* DO THIS *
Write out the material below exactly, beginning at the line that contains "[pin] woman with" and ending with its last line, both ends included; write nothing else.

(Records from a collection)
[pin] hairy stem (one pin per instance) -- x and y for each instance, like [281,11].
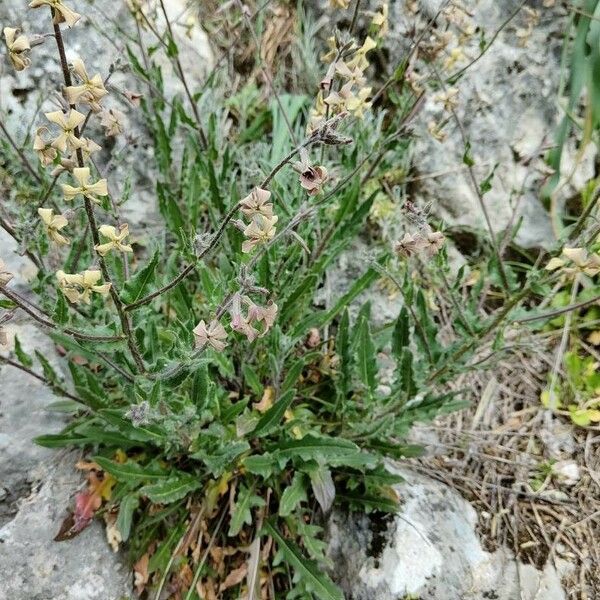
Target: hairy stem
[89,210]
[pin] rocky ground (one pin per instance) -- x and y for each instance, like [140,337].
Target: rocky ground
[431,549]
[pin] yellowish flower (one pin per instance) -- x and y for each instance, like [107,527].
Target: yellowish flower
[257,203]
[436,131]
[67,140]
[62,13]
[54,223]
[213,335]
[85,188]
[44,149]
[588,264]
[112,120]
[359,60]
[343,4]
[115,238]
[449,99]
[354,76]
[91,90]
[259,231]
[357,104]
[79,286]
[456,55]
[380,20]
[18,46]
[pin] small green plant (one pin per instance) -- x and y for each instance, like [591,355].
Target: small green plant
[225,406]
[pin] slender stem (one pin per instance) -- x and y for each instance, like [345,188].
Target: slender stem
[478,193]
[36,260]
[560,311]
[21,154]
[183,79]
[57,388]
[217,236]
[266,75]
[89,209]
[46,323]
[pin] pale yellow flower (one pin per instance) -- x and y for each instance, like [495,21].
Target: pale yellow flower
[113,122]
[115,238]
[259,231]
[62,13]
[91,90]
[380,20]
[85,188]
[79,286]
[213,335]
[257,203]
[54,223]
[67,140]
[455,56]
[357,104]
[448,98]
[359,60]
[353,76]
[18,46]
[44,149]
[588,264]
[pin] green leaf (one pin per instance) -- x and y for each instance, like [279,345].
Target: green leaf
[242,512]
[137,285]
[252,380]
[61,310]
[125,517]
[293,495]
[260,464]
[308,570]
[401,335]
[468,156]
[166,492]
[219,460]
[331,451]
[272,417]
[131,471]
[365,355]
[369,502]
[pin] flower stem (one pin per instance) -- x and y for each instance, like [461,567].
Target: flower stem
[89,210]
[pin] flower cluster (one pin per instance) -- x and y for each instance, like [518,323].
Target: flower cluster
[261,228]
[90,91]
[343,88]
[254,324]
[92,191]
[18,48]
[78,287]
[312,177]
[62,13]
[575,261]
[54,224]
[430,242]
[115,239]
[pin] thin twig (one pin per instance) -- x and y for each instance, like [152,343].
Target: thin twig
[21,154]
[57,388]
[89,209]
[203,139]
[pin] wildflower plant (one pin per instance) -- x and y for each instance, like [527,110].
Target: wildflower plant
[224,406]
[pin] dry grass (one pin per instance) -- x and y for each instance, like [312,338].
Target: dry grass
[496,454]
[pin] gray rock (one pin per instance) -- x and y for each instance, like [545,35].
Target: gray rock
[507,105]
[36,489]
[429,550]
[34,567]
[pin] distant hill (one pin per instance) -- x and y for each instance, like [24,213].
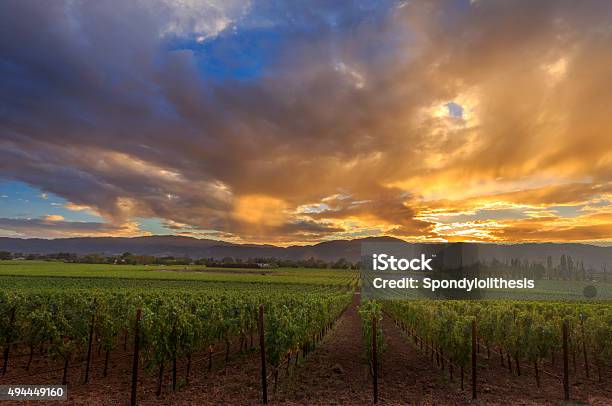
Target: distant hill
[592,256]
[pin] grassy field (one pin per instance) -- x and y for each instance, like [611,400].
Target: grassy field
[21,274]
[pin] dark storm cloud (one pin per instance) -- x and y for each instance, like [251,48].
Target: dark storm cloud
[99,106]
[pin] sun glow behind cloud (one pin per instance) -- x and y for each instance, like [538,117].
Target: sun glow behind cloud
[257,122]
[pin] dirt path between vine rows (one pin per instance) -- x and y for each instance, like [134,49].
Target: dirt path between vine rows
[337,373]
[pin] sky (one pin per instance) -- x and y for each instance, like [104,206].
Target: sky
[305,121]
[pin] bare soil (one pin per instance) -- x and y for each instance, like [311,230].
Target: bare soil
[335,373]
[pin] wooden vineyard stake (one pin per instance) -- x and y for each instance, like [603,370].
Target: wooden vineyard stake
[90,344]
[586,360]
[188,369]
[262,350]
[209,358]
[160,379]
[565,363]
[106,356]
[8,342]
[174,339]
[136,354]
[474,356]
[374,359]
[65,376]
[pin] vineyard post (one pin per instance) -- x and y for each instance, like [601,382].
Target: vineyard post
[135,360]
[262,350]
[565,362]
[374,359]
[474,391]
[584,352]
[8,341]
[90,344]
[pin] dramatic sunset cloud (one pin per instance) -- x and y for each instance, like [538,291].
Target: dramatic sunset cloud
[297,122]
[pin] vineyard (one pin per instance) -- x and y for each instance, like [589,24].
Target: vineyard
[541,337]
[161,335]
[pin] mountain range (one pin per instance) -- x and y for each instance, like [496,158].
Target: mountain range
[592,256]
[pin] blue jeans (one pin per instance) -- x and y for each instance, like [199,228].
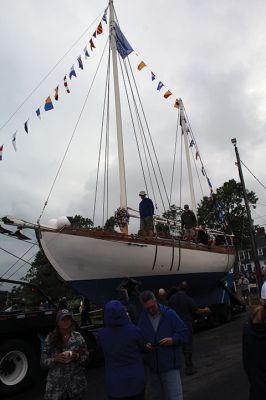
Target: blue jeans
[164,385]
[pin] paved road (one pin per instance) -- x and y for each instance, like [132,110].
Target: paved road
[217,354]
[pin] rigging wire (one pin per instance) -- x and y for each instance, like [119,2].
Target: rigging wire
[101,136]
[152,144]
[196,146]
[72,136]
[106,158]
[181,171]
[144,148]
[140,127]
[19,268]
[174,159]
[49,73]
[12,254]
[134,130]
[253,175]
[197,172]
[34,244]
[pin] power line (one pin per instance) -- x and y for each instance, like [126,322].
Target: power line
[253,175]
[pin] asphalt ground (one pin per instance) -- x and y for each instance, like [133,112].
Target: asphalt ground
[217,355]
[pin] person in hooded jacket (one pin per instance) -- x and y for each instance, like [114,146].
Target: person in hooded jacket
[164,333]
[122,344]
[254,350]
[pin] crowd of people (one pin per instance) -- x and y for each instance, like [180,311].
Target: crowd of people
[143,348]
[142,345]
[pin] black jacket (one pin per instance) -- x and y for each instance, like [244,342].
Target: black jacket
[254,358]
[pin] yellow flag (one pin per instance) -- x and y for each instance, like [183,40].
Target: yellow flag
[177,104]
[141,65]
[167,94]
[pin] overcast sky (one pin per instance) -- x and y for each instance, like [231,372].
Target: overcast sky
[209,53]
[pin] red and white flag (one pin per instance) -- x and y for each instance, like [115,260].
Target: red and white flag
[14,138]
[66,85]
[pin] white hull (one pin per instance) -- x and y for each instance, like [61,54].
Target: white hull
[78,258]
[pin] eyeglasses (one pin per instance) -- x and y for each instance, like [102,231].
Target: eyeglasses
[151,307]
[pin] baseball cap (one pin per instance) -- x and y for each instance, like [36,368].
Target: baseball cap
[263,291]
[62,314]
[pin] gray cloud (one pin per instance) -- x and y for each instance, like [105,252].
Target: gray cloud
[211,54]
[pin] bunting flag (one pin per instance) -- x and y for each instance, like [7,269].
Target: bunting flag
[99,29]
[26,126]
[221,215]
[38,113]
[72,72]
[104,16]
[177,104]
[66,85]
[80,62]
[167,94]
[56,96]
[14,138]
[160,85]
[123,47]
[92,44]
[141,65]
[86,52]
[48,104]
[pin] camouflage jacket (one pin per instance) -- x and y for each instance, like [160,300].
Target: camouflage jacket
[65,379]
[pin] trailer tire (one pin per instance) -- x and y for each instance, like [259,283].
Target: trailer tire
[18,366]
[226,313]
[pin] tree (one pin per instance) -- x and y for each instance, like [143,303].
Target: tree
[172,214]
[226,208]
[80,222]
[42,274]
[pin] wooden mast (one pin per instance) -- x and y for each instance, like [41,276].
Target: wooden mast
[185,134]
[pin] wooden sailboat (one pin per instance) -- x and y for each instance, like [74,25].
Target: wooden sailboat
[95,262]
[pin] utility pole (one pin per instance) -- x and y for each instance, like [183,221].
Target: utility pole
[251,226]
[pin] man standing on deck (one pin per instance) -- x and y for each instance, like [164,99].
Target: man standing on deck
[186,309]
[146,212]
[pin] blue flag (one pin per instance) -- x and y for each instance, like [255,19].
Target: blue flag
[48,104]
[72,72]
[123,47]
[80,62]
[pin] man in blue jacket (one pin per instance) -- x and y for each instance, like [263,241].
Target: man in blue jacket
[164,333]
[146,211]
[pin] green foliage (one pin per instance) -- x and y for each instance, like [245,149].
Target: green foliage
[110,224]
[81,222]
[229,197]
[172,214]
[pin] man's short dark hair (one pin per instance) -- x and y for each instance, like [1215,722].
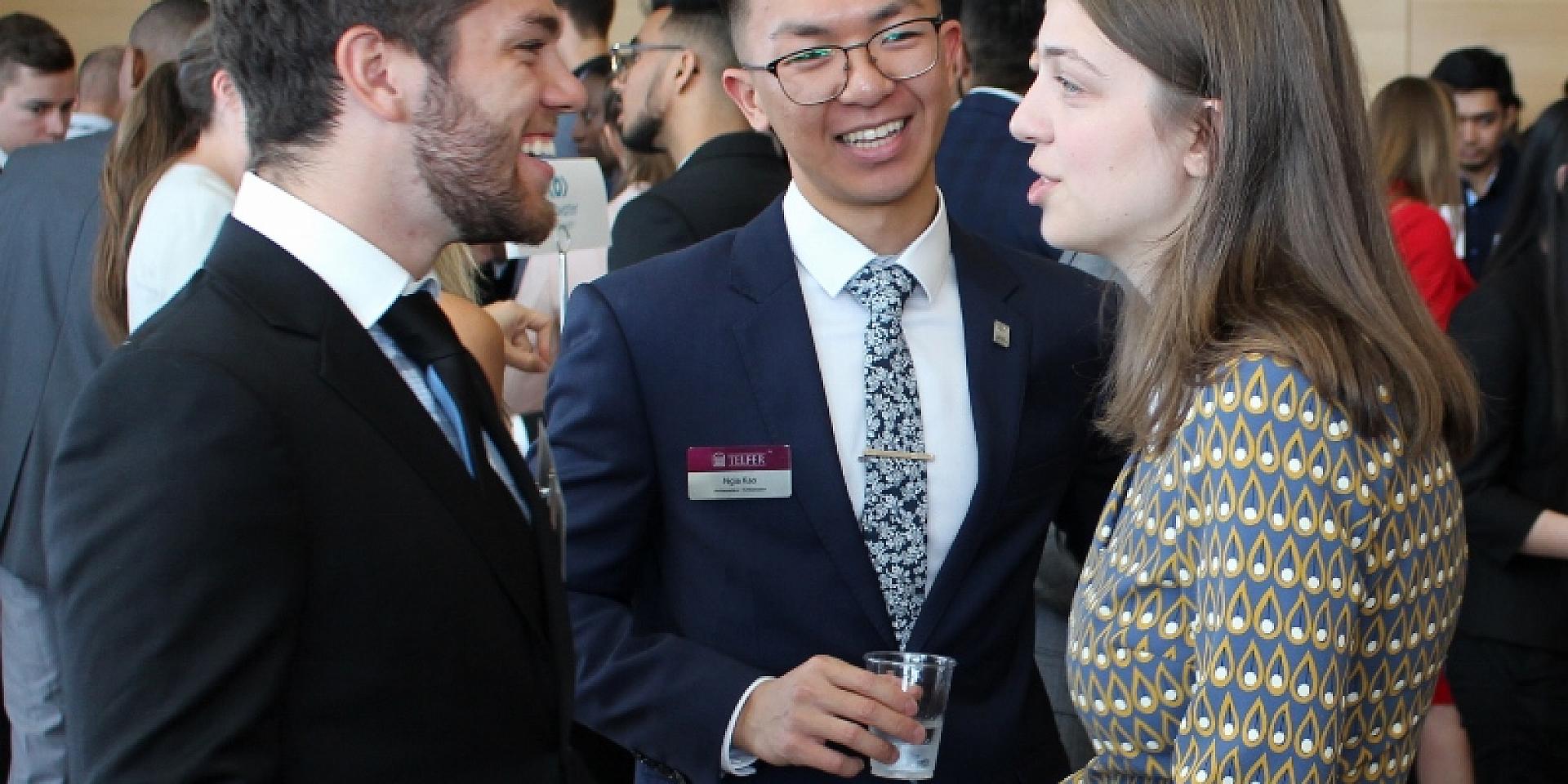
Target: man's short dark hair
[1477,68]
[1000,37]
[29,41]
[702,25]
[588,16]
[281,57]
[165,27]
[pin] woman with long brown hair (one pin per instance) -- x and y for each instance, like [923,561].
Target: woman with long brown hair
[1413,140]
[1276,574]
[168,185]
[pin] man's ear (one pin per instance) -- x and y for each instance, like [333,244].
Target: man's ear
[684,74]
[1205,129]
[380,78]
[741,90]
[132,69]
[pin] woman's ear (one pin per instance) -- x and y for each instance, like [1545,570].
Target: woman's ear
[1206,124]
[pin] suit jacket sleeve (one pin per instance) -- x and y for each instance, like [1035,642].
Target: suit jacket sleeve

* ANSWER FOR THIS EXERCISE *
[pin] woman with long brown hair (one pin per instance) -- x and y for each instance, like [923,561].
Target: woman with long brown hair
[1413,140]
[1276,574]
[168,185]
[pin] man's ear (one pin per instance) -- x and y for each instance, like [333,244].
Target: man's ear
[684,74]
[1205,129]
[380,78]
[741,90]
[132,69]
[pin] woman's ear (one pin per instance) -- x and y for each instance, like [1545,570].
Target: woman's ear
[1206,124]
[pin] suit jacket sleeve (one pin per instance) -- x and y for each instance, like [1035,642].
Target: suit jacket sleeve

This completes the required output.